Rock Impressions
 

INTERVISTA A STEVEN WILSON 30/03/2015 (versione inglese)
di Giancarlo Bolther e Laura Medei


GB. Ciao Steven! Questa è la nostra seconda intervista, ci siamo incontrati la prima volta sempre a Milano due anni fa, pochi giorni prima che iniziasse il tour di The Raven That Refused To Sing.
SW. Sì, mi ricordo di te.

GB. Wow, davvero? Forte! Ok. Cominciamo dal tuo nuovo album, Hand. Cannot. Erase. Puoi dirci qualcosa su come è nato? Dove hai preso l’ispirazione per farlo?
SW. Ok, l’ispirazione è venuta fuori da un fatto di cronaca successo realmente, hanno fatto anche un documentario. Era la storia di una giovane donna, si chiamava Joyce Carol Vincent, che un giorno è stata trovata morta nel suo appartamento di Londra. Circa dieci anni fa. La cosa tremenda è che il corpo è rimasto nascosto per più di due anni. Davvero scioccante. Ricordo di aver sentito la storia al telegiornale, ma non mi ci sono soffermato più di tanto in quanto davo per scontato che fosse una vecchietta sola. Credo che molti avrebbero pensato la stessa cosa. Quando invece ho visto il documentario mi sono reso conto che le circostanze erano proprio diverse. Joice non era una vecchietta, era una donna giovane, o relativamente giovane, verso la quarantina. Era una donna attraente, popolare. Con questo la storia è diventata ancora più scioccante. Era qualcosa che aveva a che vedere con la vita in una metropoli nel ventunesimo secolo. Una storia sulla facilità con cui si può scomparire alla vista. Specie se ti isoli volontariamente. In definitiva, se vivi in una città molto grande puoi diventare molto invisibile. Per cui alla fine la storia di Joice è diventata per me un po’ il simbolo di questo fenomeno moderno.

GB. I tuoi precedenti due album, Grace For Drowning and The Raven That Refused To Sing, sono stati acclamati come capolavori e in diverse classifiche li hanno premiati come “disco dell’anno”. Non deve essere stato facile tornare al lavoro dopo un successo simile. Hai mai avuto paura di ripeterti?

◆ Informazioni fornite:
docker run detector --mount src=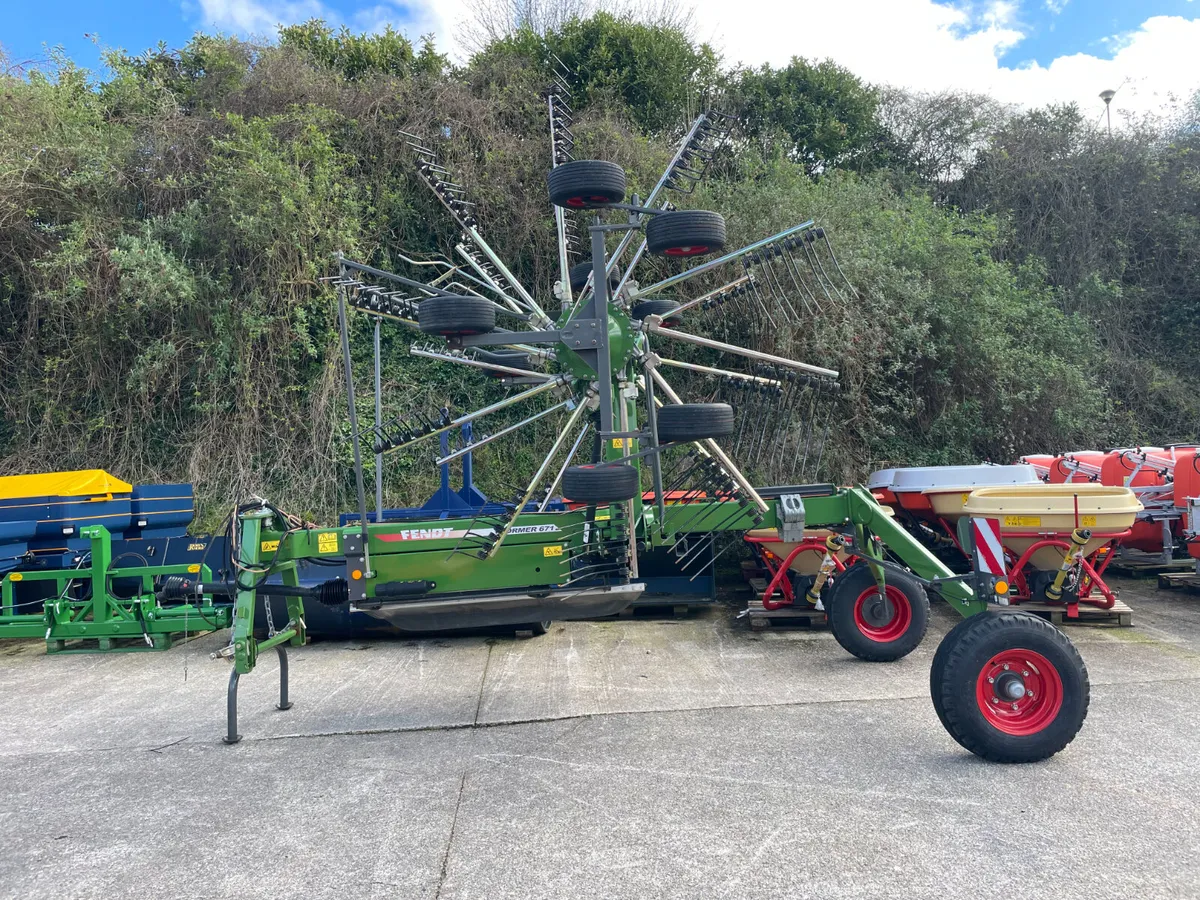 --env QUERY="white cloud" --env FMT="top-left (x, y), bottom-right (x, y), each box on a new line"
top-left (189, 0), bottom-right (1200, 121)
top-left (199, 0), bottom-right (334, 36)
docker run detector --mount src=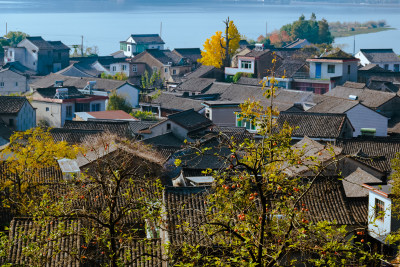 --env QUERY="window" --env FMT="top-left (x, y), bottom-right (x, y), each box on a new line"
top-left (67, 106), bottom-right (72, 117)
top-left (328, 65), bottom-right (335, 73)
top-left (92, 103), bottom-right (100, 111)
top-left (241, 61), bottom-right (251, 69)
top-left (375, 198), bottom-right (385, 222)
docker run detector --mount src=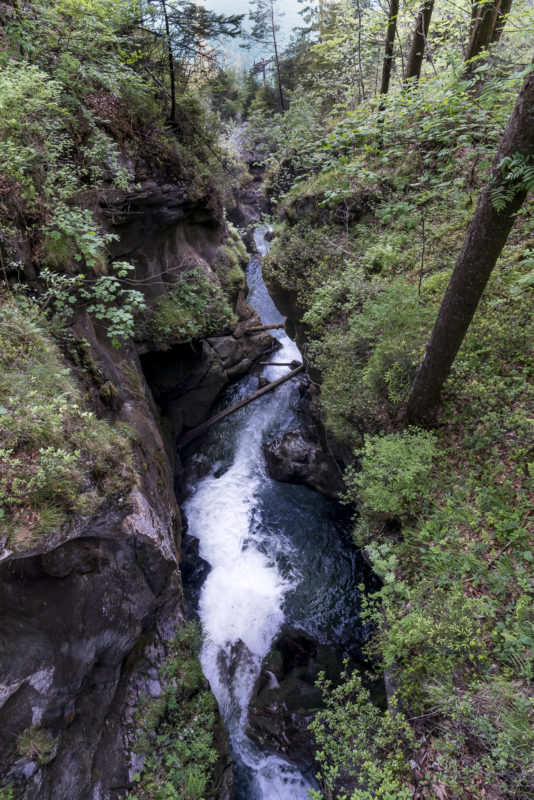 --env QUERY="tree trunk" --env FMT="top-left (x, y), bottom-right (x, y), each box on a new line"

◆ Compiti assegnati:
a - Secondo l'intervista a Steven Wilson, per quanto tempo il corpo della giovane donna è rimasto nascosto nel suo appartamento?
b - Scriva il seguito dell'intervista a Steven Wilson, riprendendo subito dopo l'ultima domanda riportata.
Le voci provengono da un'altra fonte.

◆ Risposte ai compiti:
a - Per più di due anni.

b -
SW. Oh, mi fa sempre una gran paura. Penso addirittura che sia la mia paura più grande: mi metto a creare qualcosa e magari scopro che non è rimasto più niente da dire. Un incubo. In ogni modo penso che tutti quelli che fanno un lavoro creativo sentano la stessa cosa. Puoi essere un musicista, un regista, uno scrittore, non importa. La paura del foglio bianco. Tutti ce l’hanno. Guardi la pagina bianca e ti dici: ora con che la riempio? Come faccio a riempirla con qualcosa che non ho già fatto finora? Trovo davvero problematica l’idea di ripetermi. Sarebbe facilissimo fare sempre la stessa cosa. Ma se rivado a quando ho cominciato a pensare di fare il musicista, da ragazzino, gli artisti che ammiravo veramente, e non parlo solo di musicisti ma di artisti in generale, erano quelli che si reinventavano sempre facendo ogni volta qualcosa di diverso, a costo di rischiare la popolarità. Per loro era più importante progredire. Gente come Frank Zappa, Stanley Kubrik, David Bowie. Questi artisti si reinventano. Stavolta ho sentito che la pressione non era tanto fare meglio di prima, ma tentare di fare qualcosa di diverso.
Steven Wilson in Milan 2015

GB. Tante volte ti hanno chiesto se tornerai mai a suonare coi Porcupine Tree. Se fossi nei panni tuoi, con alle spalle una carriera come la tua, mi urterebbe sentirmelo chiedere. Tu che ne pensi?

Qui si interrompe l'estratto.